Start of RECORDS FOR THIS EXERCISE

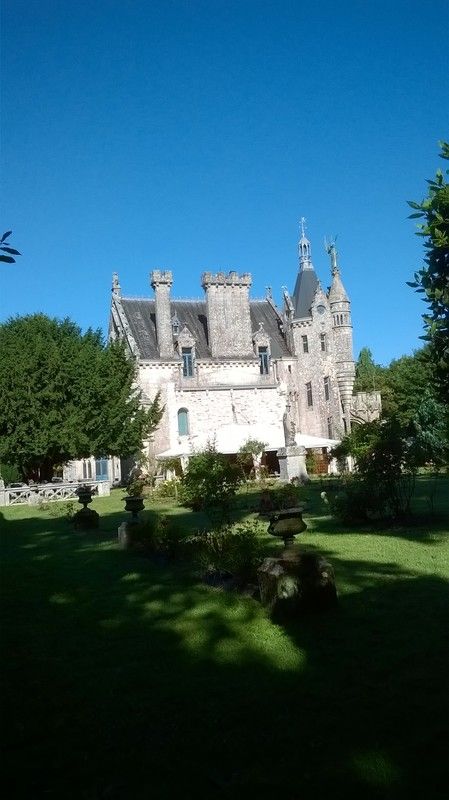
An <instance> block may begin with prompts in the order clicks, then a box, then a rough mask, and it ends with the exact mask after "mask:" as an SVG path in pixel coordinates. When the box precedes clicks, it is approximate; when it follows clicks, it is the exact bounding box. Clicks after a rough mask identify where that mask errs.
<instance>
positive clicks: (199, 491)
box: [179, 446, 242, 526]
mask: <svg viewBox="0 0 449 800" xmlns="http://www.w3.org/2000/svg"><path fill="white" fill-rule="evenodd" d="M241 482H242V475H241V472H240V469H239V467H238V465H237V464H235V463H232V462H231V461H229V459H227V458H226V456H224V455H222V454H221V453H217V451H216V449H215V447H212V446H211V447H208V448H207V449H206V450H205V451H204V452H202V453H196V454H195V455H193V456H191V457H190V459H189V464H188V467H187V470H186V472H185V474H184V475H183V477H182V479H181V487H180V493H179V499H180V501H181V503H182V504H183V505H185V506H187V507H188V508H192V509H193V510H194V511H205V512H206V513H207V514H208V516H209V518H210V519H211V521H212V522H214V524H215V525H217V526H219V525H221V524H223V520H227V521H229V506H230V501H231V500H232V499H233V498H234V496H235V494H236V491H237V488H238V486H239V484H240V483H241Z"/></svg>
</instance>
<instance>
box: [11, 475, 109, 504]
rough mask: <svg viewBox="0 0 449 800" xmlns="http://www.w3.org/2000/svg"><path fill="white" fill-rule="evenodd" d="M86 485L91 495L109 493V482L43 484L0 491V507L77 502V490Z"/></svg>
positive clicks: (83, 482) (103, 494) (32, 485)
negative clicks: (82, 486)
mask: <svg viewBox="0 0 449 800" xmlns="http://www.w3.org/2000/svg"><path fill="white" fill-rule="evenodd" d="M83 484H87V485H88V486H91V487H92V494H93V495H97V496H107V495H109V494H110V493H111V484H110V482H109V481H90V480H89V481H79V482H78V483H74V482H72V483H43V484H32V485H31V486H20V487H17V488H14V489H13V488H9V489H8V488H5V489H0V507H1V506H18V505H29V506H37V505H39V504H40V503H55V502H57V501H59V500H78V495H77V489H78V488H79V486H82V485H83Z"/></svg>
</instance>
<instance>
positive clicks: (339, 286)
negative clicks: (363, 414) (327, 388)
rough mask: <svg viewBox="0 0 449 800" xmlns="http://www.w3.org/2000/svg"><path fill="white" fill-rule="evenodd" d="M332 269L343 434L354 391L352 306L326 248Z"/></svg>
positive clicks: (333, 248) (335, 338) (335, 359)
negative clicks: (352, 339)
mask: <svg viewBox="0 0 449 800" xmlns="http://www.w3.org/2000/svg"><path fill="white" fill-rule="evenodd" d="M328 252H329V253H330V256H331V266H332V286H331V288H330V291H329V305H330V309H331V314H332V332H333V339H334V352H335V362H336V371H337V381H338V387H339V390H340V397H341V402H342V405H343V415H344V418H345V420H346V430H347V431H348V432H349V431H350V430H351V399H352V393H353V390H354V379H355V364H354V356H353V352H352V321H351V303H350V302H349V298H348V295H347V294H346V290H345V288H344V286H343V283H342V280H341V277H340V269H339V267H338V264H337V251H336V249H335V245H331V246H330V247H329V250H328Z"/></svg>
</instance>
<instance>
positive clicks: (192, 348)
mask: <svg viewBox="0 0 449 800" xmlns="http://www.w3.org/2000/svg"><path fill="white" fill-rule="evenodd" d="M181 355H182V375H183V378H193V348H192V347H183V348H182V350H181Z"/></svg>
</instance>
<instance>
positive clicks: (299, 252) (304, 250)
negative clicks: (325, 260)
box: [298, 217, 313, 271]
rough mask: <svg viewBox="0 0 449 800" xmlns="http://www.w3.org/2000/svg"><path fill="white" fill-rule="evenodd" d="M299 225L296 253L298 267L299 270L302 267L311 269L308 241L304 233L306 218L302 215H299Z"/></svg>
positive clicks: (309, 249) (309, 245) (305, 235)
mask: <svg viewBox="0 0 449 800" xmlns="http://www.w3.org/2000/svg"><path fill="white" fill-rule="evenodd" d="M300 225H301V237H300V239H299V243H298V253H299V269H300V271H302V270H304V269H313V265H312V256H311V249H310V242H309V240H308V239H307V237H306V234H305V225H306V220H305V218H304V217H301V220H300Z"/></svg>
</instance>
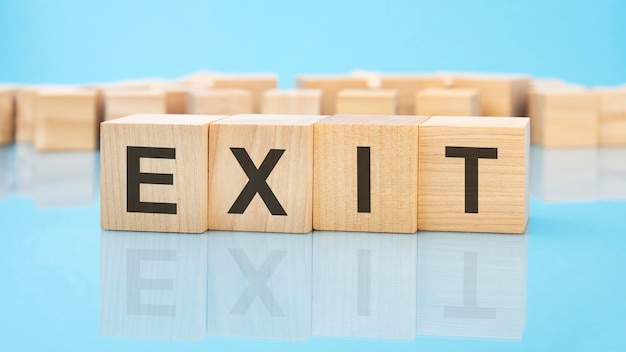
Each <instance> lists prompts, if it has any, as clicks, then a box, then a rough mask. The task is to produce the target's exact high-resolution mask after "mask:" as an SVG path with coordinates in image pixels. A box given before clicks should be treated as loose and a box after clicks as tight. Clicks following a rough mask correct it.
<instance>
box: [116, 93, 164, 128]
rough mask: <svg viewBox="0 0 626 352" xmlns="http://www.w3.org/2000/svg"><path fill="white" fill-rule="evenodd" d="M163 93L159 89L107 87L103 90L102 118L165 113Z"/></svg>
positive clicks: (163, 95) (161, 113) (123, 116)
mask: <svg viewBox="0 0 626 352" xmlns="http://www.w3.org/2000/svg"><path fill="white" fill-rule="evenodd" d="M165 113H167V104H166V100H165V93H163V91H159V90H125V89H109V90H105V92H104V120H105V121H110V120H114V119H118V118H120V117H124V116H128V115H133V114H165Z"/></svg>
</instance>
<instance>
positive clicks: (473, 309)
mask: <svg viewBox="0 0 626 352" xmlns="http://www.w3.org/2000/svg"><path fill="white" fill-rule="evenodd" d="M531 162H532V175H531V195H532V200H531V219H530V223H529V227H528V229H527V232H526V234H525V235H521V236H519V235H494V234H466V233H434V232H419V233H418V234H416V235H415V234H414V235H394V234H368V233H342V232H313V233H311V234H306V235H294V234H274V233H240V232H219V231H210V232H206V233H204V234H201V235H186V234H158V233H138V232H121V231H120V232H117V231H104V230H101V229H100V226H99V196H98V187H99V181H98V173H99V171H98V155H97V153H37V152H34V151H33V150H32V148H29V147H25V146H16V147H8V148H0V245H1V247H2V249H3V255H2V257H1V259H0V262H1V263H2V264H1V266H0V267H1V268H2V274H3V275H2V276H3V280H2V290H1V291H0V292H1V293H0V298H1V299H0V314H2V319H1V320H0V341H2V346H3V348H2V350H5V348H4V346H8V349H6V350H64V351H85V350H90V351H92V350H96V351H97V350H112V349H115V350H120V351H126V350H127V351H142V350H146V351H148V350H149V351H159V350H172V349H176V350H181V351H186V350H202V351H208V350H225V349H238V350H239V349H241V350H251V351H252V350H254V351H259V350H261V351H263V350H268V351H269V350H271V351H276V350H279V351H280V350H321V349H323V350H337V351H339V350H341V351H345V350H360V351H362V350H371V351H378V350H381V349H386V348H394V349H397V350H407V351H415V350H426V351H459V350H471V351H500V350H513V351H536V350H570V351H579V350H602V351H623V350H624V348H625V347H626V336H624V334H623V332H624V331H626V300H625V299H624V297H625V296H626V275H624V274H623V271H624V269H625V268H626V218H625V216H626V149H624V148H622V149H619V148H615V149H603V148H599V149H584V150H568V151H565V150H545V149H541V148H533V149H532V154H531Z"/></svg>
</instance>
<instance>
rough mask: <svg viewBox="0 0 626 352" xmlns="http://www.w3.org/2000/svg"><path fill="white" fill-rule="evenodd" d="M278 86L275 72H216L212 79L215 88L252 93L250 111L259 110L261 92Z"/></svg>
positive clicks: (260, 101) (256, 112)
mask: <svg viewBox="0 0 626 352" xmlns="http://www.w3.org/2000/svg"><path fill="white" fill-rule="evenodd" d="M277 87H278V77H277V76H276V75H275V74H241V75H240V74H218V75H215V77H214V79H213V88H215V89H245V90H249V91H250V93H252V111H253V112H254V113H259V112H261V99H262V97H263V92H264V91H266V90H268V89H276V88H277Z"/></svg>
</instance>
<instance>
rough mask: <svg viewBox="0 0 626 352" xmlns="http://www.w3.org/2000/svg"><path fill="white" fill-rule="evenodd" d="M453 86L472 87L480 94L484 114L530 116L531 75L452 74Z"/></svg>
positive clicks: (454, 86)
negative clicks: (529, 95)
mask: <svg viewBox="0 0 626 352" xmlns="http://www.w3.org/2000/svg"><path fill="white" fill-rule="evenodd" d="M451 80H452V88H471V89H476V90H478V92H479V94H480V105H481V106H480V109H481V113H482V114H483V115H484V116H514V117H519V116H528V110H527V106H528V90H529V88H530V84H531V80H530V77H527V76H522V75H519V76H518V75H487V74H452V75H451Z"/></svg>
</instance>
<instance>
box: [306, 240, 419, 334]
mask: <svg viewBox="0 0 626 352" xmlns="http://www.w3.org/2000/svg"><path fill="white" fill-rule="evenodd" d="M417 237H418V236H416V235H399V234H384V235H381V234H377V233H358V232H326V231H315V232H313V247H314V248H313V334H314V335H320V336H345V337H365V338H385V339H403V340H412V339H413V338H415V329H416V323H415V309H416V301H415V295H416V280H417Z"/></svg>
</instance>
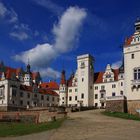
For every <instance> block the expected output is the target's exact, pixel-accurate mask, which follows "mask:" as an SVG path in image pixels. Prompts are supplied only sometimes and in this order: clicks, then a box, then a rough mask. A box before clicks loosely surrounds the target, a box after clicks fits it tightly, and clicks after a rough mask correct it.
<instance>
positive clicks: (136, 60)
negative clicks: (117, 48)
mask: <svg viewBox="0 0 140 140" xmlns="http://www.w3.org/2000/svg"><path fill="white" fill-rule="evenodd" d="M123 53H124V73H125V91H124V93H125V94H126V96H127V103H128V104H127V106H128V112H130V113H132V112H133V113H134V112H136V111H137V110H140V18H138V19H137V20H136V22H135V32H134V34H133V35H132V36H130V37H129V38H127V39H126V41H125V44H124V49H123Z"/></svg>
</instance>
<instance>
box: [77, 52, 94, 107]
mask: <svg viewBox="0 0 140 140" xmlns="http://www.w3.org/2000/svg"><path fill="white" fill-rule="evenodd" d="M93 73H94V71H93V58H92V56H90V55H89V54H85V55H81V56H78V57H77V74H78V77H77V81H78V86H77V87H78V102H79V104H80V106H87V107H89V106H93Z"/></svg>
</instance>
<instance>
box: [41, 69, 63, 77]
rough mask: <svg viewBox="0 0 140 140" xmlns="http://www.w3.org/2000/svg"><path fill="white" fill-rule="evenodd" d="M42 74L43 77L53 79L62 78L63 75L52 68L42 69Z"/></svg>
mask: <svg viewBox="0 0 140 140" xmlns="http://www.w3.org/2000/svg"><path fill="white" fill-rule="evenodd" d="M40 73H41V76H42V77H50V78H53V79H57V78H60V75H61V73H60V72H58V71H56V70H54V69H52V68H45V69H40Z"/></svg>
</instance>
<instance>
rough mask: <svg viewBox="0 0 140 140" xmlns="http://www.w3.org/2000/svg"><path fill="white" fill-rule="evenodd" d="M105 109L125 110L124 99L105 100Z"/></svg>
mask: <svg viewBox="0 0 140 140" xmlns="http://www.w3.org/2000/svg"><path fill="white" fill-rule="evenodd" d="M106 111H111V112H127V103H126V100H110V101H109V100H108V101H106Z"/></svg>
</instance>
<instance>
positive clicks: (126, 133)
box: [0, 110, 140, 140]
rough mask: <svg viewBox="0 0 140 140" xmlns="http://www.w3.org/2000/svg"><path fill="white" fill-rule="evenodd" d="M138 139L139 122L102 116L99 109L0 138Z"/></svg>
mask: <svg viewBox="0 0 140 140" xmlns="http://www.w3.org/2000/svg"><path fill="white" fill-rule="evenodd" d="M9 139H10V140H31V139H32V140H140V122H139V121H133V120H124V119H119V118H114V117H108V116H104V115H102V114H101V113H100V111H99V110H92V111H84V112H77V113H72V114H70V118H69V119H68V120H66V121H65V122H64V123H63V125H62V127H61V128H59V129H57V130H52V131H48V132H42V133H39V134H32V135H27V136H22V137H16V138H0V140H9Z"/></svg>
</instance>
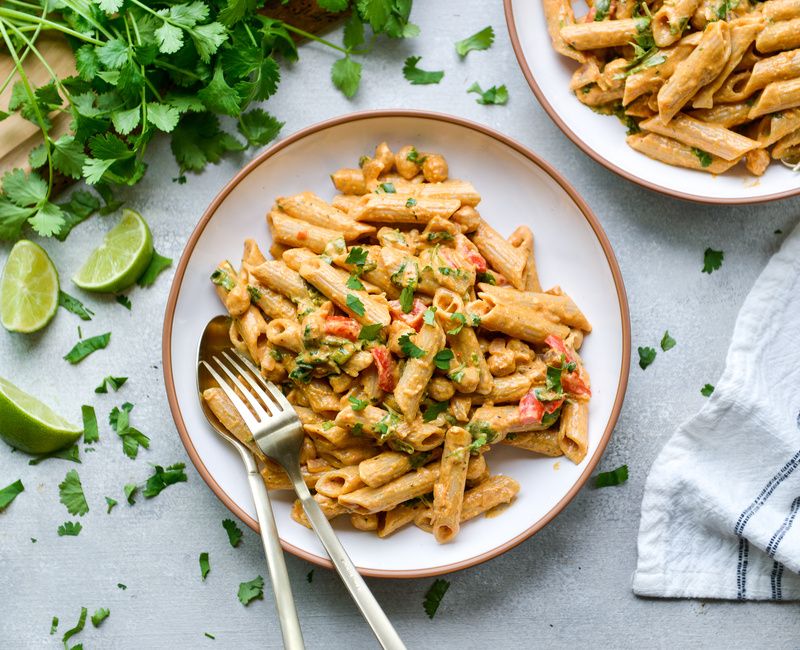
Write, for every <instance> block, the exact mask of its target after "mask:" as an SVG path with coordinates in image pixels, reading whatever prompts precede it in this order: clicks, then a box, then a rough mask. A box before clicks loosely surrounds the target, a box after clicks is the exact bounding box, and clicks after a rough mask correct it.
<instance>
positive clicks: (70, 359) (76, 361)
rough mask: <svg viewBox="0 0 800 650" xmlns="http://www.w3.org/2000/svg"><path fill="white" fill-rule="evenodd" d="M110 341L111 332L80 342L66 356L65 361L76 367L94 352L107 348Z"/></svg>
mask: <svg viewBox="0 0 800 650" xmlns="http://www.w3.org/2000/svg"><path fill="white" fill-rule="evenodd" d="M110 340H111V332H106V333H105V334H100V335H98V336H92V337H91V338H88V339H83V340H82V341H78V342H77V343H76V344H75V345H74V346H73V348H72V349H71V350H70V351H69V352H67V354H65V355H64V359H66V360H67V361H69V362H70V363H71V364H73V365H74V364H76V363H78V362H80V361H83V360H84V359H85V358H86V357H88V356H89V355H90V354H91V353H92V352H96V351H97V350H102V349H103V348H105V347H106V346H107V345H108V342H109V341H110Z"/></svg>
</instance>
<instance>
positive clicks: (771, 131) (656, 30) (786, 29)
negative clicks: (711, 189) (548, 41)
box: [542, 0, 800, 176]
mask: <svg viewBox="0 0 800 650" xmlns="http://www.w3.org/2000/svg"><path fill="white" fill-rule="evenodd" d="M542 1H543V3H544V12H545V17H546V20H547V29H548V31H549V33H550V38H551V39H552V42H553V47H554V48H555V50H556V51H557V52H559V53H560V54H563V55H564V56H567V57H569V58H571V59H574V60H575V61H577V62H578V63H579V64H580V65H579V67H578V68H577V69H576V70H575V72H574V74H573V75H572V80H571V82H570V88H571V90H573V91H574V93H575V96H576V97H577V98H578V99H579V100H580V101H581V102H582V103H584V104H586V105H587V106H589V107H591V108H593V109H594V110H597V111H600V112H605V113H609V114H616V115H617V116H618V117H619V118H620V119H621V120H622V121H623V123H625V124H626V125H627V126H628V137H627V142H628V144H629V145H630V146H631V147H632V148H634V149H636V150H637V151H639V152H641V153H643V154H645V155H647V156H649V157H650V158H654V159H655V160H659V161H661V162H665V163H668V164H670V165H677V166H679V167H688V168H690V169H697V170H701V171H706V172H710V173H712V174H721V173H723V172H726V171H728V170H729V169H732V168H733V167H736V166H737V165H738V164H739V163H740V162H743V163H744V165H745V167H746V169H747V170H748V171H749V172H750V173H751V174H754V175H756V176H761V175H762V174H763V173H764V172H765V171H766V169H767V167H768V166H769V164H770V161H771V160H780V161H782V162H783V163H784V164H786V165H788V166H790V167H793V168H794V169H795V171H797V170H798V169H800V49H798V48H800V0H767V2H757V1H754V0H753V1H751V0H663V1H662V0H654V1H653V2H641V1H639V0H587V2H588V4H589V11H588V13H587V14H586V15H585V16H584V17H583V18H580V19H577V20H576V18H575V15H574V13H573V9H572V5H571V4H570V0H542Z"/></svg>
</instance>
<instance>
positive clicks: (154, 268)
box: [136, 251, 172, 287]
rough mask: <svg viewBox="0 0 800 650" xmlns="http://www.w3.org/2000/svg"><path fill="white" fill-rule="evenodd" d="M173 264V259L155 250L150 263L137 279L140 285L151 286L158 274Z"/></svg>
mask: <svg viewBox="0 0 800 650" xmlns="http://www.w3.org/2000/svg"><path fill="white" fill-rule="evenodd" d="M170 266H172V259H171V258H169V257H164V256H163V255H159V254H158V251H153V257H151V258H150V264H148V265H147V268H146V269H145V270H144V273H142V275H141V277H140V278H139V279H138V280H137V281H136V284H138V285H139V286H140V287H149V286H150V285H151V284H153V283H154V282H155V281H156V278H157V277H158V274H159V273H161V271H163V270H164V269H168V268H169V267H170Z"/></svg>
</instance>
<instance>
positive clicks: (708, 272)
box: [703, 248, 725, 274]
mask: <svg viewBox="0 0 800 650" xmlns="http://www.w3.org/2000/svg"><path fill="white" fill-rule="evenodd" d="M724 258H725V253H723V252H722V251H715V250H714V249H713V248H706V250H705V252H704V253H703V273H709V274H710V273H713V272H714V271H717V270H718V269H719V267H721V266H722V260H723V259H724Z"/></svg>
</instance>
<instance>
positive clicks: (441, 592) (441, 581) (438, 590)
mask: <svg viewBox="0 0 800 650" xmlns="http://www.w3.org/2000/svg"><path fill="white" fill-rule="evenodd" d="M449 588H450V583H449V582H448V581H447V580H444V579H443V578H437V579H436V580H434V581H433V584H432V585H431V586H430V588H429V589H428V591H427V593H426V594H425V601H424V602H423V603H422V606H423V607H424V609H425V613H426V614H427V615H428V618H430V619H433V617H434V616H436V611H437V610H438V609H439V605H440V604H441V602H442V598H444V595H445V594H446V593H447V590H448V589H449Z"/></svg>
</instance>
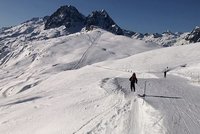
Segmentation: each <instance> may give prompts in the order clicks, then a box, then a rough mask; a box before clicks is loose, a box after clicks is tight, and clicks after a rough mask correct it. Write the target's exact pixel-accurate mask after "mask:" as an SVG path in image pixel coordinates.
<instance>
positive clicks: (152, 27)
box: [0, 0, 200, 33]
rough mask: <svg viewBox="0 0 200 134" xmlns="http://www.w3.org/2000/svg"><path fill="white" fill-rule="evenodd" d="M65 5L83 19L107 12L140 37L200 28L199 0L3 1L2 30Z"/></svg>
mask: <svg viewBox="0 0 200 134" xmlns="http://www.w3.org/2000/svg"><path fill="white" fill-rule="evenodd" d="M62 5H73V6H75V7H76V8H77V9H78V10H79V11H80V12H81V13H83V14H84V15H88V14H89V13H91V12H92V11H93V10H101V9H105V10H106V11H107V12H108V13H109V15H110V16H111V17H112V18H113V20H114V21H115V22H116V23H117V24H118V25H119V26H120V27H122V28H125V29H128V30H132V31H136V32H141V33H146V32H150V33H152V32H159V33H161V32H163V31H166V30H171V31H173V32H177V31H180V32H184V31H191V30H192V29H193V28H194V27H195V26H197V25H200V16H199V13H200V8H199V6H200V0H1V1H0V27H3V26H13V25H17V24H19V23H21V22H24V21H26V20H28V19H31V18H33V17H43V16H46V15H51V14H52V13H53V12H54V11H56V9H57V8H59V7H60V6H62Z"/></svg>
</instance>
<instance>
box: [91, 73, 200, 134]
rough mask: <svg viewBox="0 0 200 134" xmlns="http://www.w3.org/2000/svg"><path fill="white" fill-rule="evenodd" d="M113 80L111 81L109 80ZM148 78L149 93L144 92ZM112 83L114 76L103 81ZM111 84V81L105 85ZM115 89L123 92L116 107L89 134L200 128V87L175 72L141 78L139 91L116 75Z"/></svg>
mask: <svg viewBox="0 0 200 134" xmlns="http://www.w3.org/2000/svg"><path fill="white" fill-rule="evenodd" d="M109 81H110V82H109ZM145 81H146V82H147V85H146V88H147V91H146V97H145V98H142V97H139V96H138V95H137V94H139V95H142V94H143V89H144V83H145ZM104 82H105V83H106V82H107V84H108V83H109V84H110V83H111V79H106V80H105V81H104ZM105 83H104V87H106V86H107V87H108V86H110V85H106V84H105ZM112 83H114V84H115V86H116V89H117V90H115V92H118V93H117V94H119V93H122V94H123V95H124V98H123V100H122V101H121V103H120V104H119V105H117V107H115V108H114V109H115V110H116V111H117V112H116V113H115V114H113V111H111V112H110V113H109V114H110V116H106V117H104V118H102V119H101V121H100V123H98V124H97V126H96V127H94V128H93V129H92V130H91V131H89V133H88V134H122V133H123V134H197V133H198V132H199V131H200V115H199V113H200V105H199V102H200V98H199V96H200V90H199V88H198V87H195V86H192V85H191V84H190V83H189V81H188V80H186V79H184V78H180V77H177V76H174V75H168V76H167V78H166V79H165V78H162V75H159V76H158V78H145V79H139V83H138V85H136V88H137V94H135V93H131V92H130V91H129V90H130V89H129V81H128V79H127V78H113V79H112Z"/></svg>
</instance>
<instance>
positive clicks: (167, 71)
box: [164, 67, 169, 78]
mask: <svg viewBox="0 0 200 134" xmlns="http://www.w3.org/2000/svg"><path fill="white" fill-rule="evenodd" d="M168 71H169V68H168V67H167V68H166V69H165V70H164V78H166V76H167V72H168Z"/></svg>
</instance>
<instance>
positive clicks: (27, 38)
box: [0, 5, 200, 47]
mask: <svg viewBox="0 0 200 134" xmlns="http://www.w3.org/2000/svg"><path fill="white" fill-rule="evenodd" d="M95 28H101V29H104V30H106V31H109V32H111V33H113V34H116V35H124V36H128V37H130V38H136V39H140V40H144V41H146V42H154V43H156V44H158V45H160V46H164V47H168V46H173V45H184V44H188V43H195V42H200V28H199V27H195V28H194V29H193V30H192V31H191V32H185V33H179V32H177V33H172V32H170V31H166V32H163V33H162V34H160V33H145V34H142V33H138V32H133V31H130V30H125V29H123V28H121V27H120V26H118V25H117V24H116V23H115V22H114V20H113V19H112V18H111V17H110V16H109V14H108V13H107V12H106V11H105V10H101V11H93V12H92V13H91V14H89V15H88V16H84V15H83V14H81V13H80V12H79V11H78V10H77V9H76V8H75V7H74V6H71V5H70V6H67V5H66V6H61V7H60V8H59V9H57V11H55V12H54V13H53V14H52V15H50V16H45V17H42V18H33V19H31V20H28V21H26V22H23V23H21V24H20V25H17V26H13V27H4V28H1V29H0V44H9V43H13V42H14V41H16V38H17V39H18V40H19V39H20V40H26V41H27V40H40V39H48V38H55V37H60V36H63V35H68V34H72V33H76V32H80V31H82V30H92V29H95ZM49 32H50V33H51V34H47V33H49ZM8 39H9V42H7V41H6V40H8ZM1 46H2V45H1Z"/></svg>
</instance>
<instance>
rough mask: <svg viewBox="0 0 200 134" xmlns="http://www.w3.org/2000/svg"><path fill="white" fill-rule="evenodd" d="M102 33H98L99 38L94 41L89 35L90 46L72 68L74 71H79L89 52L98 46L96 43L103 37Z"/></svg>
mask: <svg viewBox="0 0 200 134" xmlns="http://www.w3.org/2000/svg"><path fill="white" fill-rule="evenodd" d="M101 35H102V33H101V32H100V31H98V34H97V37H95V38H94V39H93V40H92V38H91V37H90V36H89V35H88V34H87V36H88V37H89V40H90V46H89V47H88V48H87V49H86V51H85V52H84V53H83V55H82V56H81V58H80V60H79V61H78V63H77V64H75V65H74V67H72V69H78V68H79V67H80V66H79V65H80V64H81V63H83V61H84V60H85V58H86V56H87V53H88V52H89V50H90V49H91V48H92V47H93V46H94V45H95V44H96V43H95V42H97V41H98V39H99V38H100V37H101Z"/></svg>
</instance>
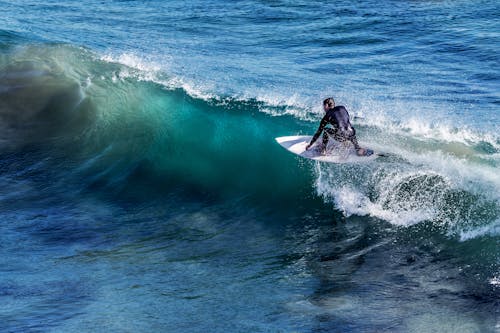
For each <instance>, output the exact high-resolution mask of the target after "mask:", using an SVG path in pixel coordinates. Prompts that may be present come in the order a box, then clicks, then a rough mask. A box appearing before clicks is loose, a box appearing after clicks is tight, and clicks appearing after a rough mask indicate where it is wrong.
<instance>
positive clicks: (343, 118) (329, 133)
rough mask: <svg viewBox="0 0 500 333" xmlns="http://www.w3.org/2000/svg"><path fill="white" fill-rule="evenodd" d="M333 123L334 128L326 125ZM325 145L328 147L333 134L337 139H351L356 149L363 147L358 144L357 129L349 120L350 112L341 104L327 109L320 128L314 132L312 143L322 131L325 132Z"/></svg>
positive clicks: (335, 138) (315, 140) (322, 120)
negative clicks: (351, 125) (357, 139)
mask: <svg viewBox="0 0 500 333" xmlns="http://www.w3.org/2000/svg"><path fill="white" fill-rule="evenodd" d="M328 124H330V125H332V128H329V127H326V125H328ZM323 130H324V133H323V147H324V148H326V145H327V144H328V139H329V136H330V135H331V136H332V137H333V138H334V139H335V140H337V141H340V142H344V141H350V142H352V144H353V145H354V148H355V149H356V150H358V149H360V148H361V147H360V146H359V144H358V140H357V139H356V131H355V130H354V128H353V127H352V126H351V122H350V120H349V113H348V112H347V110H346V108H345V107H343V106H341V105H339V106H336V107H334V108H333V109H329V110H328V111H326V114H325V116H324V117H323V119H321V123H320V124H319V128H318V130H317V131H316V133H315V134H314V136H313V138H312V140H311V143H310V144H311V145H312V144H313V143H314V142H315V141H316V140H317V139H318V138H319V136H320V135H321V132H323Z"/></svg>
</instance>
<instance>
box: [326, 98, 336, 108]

End of RECORDS FOR THIS EXERCISE

» WHAT YOU NEED TO DO: Reproduce the listing verbatim from its beginning through the line that contains "box: [179, 446, 242, 526]", omitting the picture.

» EXERCISE ANSWER:
An <instance> block may begin with prompts in the order clicks, then a box, then a rough mask, and it ends with the exact mask after "mask:" as an SVG path in pixel coordinates. When the box precedes clicks, it is approximate; when it follows clicks, it is the exact bounding box. Clicks after a rough mask identify where that mask errs.
<instance>
positive clicks: (199, 491)
box: [179, 446, 242, 526]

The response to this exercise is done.